• [Assignment] Your task is to repeat each record verbatim, exactly as it was written.

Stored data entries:
'''
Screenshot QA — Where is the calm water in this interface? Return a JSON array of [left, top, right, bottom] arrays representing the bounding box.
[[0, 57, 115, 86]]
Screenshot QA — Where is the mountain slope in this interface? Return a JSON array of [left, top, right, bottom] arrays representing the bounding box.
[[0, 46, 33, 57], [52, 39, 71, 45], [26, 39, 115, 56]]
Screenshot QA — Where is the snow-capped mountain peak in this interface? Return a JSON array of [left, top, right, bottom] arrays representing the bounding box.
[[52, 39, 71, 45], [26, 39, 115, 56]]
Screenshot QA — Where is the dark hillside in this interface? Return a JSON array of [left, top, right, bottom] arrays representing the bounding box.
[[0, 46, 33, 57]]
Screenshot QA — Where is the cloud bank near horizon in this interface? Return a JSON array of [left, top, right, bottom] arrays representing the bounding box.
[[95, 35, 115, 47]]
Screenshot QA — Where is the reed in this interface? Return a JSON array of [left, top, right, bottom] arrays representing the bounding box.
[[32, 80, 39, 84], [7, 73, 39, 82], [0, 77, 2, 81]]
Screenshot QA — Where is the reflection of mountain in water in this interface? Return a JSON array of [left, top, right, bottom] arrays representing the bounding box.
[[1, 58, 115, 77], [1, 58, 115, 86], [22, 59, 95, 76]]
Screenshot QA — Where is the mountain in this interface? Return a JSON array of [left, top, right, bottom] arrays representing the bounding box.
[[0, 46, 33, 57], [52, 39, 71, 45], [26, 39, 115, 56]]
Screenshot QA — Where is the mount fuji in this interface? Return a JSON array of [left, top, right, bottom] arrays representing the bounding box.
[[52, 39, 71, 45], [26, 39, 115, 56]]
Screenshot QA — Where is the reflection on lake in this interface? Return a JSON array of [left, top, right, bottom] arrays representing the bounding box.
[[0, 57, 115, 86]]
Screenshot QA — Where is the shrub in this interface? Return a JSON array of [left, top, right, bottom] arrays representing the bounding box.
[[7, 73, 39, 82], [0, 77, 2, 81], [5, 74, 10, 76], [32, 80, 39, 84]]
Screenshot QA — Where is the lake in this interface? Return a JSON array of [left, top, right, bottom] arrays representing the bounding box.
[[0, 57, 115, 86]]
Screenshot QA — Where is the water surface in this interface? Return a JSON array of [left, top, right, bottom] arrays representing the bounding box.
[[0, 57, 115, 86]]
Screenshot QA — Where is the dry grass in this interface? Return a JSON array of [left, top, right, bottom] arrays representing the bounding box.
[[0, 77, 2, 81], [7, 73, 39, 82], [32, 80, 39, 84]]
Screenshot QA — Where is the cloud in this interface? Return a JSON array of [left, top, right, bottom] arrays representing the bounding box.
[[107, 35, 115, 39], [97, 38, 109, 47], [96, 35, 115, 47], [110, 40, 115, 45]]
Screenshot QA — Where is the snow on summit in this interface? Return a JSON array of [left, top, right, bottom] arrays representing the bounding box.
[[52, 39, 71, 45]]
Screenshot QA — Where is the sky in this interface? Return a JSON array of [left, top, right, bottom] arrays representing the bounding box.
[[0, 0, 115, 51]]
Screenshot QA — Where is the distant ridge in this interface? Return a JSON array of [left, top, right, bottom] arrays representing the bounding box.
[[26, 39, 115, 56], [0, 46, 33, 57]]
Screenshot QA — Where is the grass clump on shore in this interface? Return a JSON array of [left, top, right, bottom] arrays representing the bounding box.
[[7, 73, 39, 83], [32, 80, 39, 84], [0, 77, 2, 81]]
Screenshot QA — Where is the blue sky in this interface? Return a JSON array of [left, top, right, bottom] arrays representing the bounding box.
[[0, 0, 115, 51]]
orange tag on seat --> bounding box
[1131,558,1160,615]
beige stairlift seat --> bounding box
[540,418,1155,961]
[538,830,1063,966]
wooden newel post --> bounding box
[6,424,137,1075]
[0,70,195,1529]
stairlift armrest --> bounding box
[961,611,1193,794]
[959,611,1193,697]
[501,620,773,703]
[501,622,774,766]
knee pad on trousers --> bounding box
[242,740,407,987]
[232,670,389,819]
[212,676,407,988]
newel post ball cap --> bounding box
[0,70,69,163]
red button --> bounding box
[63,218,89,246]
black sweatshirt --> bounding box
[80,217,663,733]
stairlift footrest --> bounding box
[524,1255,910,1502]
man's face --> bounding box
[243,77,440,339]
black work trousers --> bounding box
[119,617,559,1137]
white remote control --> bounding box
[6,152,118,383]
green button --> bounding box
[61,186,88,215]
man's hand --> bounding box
'''
• [Result below]
Screenshot QA — Where is the calm water in this interface? Return a JSON array of [left, top, right, bottom] arrays representing the bounding box.
[[0, 57, 115, 86]]
Screenshot QA — Where is the mountain slope in this interface? Return a JSON array of [left, top, right, bottom] arrays representing the bounding box.
[[0, 46, 33, 57], [52, 39, 71, 45], [26, 39, 115, 56]]
Screenshot QA — Where is the snow-capped mountain peak in this interface? Return a JSON array of [left, top, right, bottom] arrays representing the bounding box.
[[52, 39, 71, 45], [26, 39, 115, 56]]
Screenshot QA — Where is the dark hillside in this interface? Return a JSON array of [left, top, right, bottom] arrays representing the bounding box.
[[0, 46, 33, 57]]
Screenshot QA — Where is the cloud bank near horizon in this interface? Return a JSON array of [left, top, right, bottom] arrays representing the bounding box.
[[95, 35, 115, 47]]
Screenshot QA — Where is the reed in this interface? Return a JSON array of [left, top, right, bottom] arrays representing the bounding box.
[[32, 80, 39, 84], [7, 73, 39, 82], [0, 77, 2, 81]]
Screenshot QA — Where is the reflection of mountain in water in this interface? Return a JSON array of [left, top, right, bottom] arrays representing the bounding box.
[[1, 58, 115, 77], [1, 58, 115, 86], [22, 59, 95, 76]]
Screenshot QA — Where is the mountain in this interface? Return a JSON array of [left, top, right, bottom] arrays representing the bounding box.
[[0, 46, 33, 57], [52, 39, 71, 45], [26, 39, 115, 56]]
Screenshot QA — Where is the mount fuji in this interface? Return a JSON array of [left, top, right, bottom] arrays representing the bounding box.
[[52, 39, 71, 45], [26, 39, 115, 56]]
Screenshot QA — Where is the reflection on lake in this interface? Return a JSON array of [left, top, right, bottom] arrays representing the bounding box.
[[0, 57, 115, 86]]
Screenshot QA — Where is the shrub in this interface? Return a JSON array of [left, top, right, bottom] arrays representing the bounding box.
[[7, 73, 39, 82], [0, 77, 2, 81], [5, 74, 10, 76], [32, 80, 39, 84]]
Screenshot QA — Where is the lake in this interface? Return a JSON array of [left, top, right, bottom] arrays representing the bounding box.
[[0, 57, 115, 86]]
Screenshot QA — Where is the water surface in this interface? Return a JSON array of [left, top, right, bottom] arrays representing the bounding box.
[[0, 57, 115, 86]]
Screenshot QA — Where is the dry grass in this interface? Return a JSON array of [left, top, right, bottom] arrays representing the bounding box.
[[0, 77, 2, 81], [7, 73, 39, 82], [32, 80, 39, 84]]
Screenshot QA — Where is the cloud in this interface? Return a JSON array of [left, top, right, bottom] arrays representing the bounding box.
[[107, 35, 115, 39], [97, 38, 109, 47], [96, 35, 115, 47], [110, 40, 115, 45]]
Screenshot QA — Where is the snow on summit in this interface? Return a JSON array of [left, top, right, bottom] arrays representing the bounding box.
[[52, 39, 71, 45]]
Screenshot QA — Where is the sky in this interface? Return a JSON array of [left, top, right, bottom] arrays representing the bounding box.
[[0, 0, 115, 51]]
Screenshot QA — Where is the distant ridge in this interface? Return a JSON array of [left, top, right, bottom] arrays representing the bounding box.
[[26, 39, 115, 56], [0, 46, 33, 57]]
Screenshot QA — Where is the grass clump on shore in this interface? Return a JSON array of [left, top, right, bottom] arrays representing the bounding box.
[[7, 73, 39, 83], [32, 80, 39, 84], [0, 77, 2, 81]]
Screenshot QA — Where is the blue sky in this interface? Return a JSON array of [left, top, right, bottom] arrays representing the bounding box.
[[0, 0, 115, 51]]
orange tag on seat --> bounding box
[1131,558,1160,615]
beige stairlift seat --> bounding box
[540,418,1155,961]
[538,830,1063,966]
wooden newel post --> bounding box
[6,424,137,1075]
[0,70,195,1529]
stairlift armrest --> bounding box
[961,611,1193,794]
[959,611,1193,697]
[501,620,773,703]
[501,622,774,766]
knee pad on trousers --> bounding box
[242,740,407,987]
[232,670,389,819]
[212,676,407,988]
newel post ball cap --> bounding box
[0,70,69,163]
red button --> bounding box
[63,218,89,246]
black sweatshirt --> bounding box
[80,217,663,733]
stairlift footrest --> bounding box
[524,1255,910,1502]
man's face --> bounding box
[243,77,440,339]
black work trousers --> bounding box
[119,617,559,1137]
white remote control --> bounding box
[6,152,118,383]
green button --> bounding box
[61,186,88,215]
man's hand --> bounding box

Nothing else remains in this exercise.